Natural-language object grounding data
##############################
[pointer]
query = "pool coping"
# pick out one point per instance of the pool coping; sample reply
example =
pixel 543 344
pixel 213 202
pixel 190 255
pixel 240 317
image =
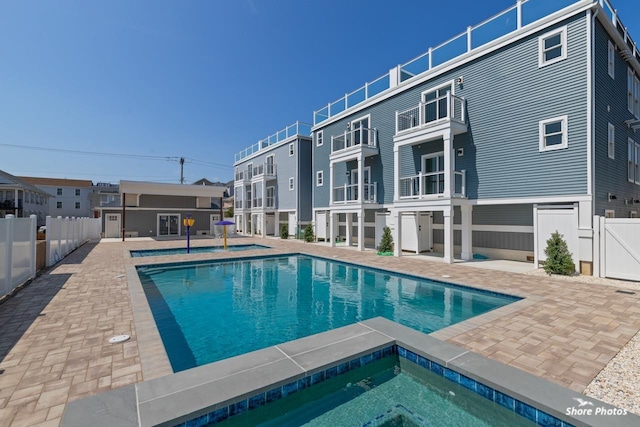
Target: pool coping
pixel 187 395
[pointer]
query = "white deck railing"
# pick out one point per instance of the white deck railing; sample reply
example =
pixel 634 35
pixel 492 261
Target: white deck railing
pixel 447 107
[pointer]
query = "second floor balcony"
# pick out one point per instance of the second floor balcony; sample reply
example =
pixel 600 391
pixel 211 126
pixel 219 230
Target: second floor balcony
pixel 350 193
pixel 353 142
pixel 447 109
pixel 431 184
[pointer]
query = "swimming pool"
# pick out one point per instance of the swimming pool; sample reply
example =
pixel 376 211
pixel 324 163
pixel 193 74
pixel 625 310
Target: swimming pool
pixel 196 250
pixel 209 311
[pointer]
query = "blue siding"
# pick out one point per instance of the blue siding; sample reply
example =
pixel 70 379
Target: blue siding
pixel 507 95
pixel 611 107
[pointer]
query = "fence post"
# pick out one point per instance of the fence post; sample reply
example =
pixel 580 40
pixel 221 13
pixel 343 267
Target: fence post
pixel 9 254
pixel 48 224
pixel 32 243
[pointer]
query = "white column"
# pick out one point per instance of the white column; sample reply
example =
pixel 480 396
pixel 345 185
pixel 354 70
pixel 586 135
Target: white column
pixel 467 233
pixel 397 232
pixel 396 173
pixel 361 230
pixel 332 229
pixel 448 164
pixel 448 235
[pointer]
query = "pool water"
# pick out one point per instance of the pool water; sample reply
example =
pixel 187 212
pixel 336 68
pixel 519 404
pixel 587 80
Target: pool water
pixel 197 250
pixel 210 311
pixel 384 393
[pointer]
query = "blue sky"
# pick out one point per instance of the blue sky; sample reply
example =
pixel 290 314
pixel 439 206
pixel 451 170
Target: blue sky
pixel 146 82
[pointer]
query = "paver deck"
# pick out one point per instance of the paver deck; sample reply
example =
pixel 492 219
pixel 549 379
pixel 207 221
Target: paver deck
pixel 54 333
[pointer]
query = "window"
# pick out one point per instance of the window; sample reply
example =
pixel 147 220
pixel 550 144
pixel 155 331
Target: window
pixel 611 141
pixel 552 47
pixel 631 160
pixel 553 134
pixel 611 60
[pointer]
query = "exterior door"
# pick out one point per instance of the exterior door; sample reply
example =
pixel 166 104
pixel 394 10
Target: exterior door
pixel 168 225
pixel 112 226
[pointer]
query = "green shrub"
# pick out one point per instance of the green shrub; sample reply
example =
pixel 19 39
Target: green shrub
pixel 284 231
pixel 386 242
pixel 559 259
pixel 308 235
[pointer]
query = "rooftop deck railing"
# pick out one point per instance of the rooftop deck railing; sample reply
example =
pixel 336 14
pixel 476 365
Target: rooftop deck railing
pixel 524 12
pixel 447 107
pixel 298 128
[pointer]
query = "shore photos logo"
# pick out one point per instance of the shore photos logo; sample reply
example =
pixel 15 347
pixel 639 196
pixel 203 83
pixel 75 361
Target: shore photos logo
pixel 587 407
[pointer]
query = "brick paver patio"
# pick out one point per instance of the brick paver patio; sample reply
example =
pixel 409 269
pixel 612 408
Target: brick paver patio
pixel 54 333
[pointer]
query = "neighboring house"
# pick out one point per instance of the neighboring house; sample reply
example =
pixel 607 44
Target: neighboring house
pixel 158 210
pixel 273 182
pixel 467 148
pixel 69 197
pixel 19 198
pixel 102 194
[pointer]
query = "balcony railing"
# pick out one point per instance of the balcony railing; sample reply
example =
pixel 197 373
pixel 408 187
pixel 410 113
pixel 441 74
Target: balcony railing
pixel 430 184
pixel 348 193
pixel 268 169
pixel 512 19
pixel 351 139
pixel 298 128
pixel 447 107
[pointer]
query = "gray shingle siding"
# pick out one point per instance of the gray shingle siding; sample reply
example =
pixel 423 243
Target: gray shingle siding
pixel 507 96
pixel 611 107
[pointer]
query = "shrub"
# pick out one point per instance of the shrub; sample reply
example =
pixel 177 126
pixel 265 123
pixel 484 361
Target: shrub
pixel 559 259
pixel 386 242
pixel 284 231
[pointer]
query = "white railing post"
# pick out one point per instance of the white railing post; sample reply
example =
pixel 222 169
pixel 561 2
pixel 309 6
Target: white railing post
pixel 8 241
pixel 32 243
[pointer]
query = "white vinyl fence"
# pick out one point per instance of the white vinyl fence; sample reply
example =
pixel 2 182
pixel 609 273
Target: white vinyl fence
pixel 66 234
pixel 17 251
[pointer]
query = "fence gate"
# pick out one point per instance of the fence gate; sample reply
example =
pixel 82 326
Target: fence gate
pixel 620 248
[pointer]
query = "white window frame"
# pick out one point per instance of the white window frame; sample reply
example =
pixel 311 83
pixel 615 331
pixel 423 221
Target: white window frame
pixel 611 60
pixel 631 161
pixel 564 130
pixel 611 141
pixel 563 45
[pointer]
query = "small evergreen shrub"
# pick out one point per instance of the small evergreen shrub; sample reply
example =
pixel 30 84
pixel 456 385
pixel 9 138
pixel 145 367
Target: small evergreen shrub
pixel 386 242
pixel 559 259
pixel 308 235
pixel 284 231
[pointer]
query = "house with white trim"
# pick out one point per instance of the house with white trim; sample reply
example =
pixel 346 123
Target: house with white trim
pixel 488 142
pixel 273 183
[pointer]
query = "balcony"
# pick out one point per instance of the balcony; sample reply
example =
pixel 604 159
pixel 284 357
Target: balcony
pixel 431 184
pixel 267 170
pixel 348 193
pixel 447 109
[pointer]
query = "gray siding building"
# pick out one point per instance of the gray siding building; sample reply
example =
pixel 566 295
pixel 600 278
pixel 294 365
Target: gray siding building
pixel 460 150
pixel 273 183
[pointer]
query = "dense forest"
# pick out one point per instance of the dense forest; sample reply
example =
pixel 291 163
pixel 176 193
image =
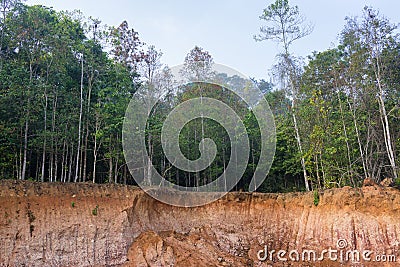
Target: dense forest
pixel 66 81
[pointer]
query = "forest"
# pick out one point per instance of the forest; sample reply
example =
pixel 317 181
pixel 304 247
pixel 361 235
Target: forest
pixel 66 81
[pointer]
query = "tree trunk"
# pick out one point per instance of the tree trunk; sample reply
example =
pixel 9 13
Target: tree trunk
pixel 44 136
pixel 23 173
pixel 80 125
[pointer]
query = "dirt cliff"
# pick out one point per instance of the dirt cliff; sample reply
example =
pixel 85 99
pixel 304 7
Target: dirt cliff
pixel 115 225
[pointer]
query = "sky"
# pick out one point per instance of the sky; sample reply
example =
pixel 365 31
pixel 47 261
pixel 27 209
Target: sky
##############################
Take the records from their first line through the line containing "pixel 586 135" and please return exactly those lines, both ends included, minus the pictures.

* [Answer area]:
[pointer]
query = "pool coping"
# pick out one point per instance of the pool coping; sample reply
example =
pixel 543 344
pixel 213 202
pixel 190 255
pixel 240 317
image =
Target: pool coping
pixel 187 395
[pointer]
query = "white deck railing"
# pick out one point per instance of the white deck railing; sample reply
example =
pixel 634 35
pixel 492 261
Target: white deck railing
pixel 447 107
[pointer]
query = "second floor balcony"
# pick out one point per instance of the second floor balcony; sample reply
example =
pixel 600 391
pixel 211 126
pixel 219 230
Target: second floor balcony
pixel 350 193
pixel 353 142
pixel 447 109
pixel 431 184
[pointer]
query = "swimming pool"
# pick out one point per instance of the swimming pool; sample reply
example =
pixel 376 211
pixel 324 163
pixel 193 74
pixel 625 310
Target: swimming pool
pixel 196 250
pixel 209 311
[pointer]
query = "blue siding"
# pick out one point per instance of the blue siding; sample reply
example =
pixel 70 379
Target: blue siding
pixel 507 95
pixel 611 107
[pointer]
query = "fence post"
# pick out one point per instance of the fence post; sample reply
example =
pixel 580 40
pixel 221 13
pixel 343 267
Target: fence post
pixel 9 254
pixel 48 224
pixel 32 243
[pointer]
query = "white column"
# pick out one point per instance of the white column; sample reply
example =
pixel 480 396
pixel 345 185
pixel 354 70
pixel 586 135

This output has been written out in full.